§ Text provided:
◆ ◆ ◆ ◆
A Special Case of Health Care Law Exercise Involving Physicians
By the first quarter of 2013, it is expected that the hottest law practice area would be health care law. As we enter the last quarter of 2012, the Robert Half Legal Hiring Index (a survey developed by Robert Half Legal, a legal staffing firm specializing in lawyers), has noted that about 27% of lawyers questioned from a group forecasted that healthcare indeed will experience the biggest growth in the coming months. The reason behind this is that many companies from various healthcare environments are developing their legal departments further by hiring licensed lawyers, contracts administrators and other support professionals to manage the complex work of expanding the businesses in compliance to regulatory and healthcare reforms without spending more money from external counsel.
Such is the scenario in mergers and acquisitions (M&As), where, as an example, tenancy of clinics in a medical tower must be ensured by responsible hospital administrators that the legal documents are well provided and no violations are made in terms of managing contracts.
Another example where healthcare law is of good practice is during situations where discrimination is exercised by employer to a sick employee and terminating him from a job that a physician may have been already given clearance to work, or by a doctor to a patient by not providing appropriate medical care for reasons of age or ethnicity.
◆ ◆ ◆ ◆
§ What the exercise asks:
Write the next part of the health care law text, starting after its final sentence. The data is separate material and has no connection to the health care law text.
◆ ◆ ◆ ◆
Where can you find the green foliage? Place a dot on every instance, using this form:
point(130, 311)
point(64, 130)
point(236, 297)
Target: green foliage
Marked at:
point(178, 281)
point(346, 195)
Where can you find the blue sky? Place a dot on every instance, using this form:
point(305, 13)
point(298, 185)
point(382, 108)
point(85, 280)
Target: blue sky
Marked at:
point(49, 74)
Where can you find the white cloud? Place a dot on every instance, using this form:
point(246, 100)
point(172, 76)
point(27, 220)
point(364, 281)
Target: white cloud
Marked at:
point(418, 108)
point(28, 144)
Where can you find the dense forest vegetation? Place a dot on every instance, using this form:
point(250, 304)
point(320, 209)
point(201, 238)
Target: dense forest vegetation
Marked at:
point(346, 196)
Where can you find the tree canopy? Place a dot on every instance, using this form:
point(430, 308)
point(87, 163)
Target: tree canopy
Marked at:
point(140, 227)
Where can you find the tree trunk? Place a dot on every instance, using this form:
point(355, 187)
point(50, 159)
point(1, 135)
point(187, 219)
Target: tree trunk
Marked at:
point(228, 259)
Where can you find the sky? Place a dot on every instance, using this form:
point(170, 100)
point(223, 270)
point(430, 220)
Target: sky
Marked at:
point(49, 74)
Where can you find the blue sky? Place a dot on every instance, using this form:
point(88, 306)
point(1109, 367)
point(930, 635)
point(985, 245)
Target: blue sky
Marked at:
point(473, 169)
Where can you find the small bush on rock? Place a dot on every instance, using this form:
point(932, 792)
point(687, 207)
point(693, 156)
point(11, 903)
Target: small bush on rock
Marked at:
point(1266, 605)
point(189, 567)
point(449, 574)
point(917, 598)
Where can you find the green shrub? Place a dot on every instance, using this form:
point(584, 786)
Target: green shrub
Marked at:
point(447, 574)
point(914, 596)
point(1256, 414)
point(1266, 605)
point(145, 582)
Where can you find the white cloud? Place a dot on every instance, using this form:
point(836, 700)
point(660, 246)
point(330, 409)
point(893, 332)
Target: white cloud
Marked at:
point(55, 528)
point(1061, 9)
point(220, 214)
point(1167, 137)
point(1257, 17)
◆ ◆ ◆ ◆
§ Response box:
For years, we have heard of pharmaceutical companies being sued by ordinary citizens due to serious side effects brought about by long-term medication of certain drugs. In a similar situation, doctors are being sued for medical malpractice by patients who were either dissatisfied by the results of their treatment and therapy or have encountered serious adverse effects, taking in millions of dollars for winning the case.
Seems like in a thousand and more ways, litigations involving healthcare are one of the great venues to make or spend money.
While patients can sue doctors for medical malpractice, many law firms also work to protect doctors from medical malpractice lawsuits or on situations where their practice and reputation are being questioned. One example of this is a case won on April 27, 2012 by Atty. Clifford E. Haines of Haines and Associates, a Philadeplphia boutique litigation firm, for his client Dr. Steven Graboff. Dr. Graboff filed a defamation claim against the American Association of Orthopedic Surgeons and the American Academy of Orthopedic Surgeons (together, AAOS). AAOS has made the false decision of publicly listing Dr. Graboff’s suspension on their website as well as their internet newsletter, AAOS Now.
Is this a Legal Case with the Objective of Silencing Doctors?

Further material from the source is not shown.